Point localization data:

------------------------------------------------------------

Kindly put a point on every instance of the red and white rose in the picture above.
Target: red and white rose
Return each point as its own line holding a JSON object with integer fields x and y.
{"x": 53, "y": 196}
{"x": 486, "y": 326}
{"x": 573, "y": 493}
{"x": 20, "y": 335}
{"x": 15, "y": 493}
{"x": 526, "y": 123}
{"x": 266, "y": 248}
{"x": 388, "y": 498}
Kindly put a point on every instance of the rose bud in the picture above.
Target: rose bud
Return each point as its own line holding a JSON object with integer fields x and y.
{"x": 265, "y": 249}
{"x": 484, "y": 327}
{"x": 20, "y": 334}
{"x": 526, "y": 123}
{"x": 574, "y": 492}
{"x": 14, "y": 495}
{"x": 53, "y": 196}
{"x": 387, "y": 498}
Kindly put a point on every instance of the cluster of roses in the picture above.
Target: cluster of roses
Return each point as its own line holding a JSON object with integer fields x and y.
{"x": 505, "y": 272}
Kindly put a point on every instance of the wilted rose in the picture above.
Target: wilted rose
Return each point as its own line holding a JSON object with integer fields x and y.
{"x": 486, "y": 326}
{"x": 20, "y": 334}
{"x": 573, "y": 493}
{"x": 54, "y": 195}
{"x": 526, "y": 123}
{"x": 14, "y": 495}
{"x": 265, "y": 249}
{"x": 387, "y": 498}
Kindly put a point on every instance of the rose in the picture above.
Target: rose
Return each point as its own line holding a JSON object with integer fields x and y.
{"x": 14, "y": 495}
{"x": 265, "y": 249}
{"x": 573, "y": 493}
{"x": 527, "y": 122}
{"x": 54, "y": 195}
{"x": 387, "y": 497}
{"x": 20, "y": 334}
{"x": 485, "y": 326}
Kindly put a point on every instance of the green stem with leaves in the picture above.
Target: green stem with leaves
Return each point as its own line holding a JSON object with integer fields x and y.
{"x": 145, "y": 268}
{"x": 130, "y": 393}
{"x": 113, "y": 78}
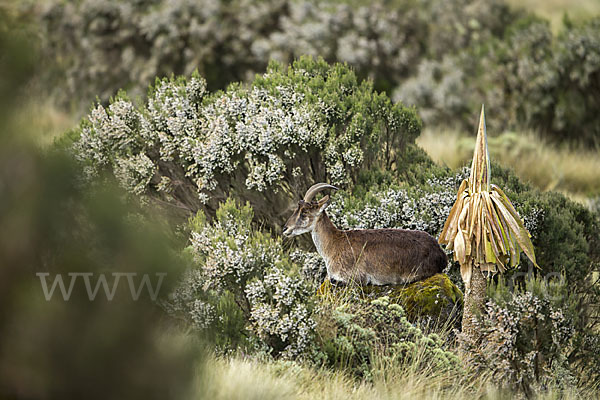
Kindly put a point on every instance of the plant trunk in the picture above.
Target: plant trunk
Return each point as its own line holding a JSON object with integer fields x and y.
{"x": 474, "y": 302}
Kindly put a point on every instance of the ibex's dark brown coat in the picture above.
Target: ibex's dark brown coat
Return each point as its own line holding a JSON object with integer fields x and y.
{"x": 366, "y": 256}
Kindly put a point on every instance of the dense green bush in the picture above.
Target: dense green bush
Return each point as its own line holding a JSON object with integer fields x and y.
{"x": 530, "y": 78}
{"x": 264, "y": 143}
{"x": 445, "y": 57}
{"x": 273, "y": 306}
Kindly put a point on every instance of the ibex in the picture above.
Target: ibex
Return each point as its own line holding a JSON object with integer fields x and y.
{"x": 365, "y": 256}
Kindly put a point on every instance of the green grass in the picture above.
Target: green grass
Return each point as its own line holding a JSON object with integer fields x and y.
{"x": 572, "y": 170}
{"x": 242, "y": 378}
{"x": 554, "y": 10}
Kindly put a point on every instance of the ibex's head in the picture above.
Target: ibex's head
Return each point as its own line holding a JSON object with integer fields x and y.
{"x": 306, "y": 215}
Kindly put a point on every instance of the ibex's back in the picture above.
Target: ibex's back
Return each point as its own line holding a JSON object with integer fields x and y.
{"x": 375, "y": 256}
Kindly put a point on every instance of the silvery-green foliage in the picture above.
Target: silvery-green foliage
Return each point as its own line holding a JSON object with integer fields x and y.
{"x": 312, "y": 266}
{"x": 281, "y": 312}
{"x": 293, "y": 126}
{"x": 108, "y": 44}
{"x": 230, "y": 251}
{"x": 379, "y": 41}
{"x": 525, "y": 336}
{"x": 394, "y": 208}
{"x": 439, "y": 89}
{"x": 364, "y": 330}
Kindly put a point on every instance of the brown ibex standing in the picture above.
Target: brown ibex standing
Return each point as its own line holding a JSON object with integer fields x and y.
{"x": 365, "y": 256}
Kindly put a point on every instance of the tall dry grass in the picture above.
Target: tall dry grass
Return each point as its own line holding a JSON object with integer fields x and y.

------------------------------------------------------------

*Exercise objective*
Report the count of lines in the entries that contain the string "dark", and nothing besides it.

*Answer for the task*
2